# Task to complete:
Print the data that follows exactly as it stands, from its first line through the line containing "of car headlight.", and stop there.

Top of Records shown

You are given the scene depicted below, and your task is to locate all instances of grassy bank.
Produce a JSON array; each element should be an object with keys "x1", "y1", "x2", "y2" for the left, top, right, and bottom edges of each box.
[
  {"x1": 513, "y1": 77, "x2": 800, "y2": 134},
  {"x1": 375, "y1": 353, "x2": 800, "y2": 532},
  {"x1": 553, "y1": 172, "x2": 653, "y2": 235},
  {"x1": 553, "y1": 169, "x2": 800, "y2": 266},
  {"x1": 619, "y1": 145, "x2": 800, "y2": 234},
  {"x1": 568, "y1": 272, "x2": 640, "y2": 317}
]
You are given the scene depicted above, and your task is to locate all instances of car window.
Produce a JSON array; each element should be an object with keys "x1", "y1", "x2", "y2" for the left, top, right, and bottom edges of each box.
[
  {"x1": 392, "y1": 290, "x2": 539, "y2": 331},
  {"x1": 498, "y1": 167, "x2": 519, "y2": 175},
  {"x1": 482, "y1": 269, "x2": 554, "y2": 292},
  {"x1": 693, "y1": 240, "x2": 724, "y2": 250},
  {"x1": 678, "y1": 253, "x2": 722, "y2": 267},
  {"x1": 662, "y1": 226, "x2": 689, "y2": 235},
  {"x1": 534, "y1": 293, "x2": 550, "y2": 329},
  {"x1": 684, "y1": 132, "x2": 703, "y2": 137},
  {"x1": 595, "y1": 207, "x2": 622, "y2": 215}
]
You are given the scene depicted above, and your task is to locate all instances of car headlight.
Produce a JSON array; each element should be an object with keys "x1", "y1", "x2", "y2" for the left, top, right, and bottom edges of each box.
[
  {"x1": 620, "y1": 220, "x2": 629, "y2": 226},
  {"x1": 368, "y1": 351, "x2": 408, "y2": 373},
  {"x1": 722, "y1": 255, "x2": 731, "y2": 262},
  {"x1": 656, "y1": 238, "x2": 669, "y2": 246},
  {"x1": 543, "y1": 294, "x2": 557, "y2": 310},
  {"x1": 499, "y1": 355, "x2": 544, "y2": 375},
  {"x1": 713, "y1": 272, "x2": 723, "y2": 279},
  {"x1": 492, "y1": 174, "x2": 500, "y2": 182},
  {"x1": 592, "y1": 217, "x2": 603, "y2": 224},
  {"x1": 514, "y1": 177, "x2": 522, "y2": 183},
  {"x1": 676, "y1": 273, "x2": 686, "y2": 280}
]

Bottom of Records shown

# Answer space:
You are given the scene depicted below, and your task is to locate all instances of grassy bank.
Produce a JSON array; each element should be an object with keys "x1", "y1", "x2", "y2" for the left, top, right, and bottom edges of each box.
[
  {"x1": 513, "y1": 77, "x2": 800, "y2": 134},
  {"x1": 375, "y1": 353, "x2": 800, "y2": 532},
  {"x1": 553, "y1": 172, "x2": 653, "y2": 235},
  {"x1": 553, "y1": 169, "x2": 800, "y2": 266},
  {"x1": 619, "y1": 145, "x2": 800, "y2": 234},
  {"x1": 568, "y1": 272, "x2": 640, "y2": 317}
]
You are given the scene depicted above, and your task is to locate all instances of car window.
Produce a JSON array; each element should be an object with keys "x1", "y1", "x2", "y2" for the left, top, right, and bottom edges of each box.
[
  {"x1": 392, "y1": 290, "x2": 539, "y2": 331},
  {"x1": 498, "y1": 167, "x2": 519, "y2": 175},
  {"x1": 482, "y1": 269, "x2": 554, "y2": 292},
  {"x1": 693, "y1": 240, "x2": 724, "y2": 250},
  {"x1": 678, "y1": 253, "x2": 722, "y2": 267},
  {"x1": 662, "y1": 226, "x2": 689, "y2": 235},
  {"x1": 534, "y1": 293, "x2": 550, "y2": 329},
  {"x1": 684, "y1": 132, "x2": 703, "y2": 137},
  {"x1": 595, "y1": 207, "x2": 622, "y2": 215}
]
You are given the scene depicted above, and your task is to locate all instances of car headlight.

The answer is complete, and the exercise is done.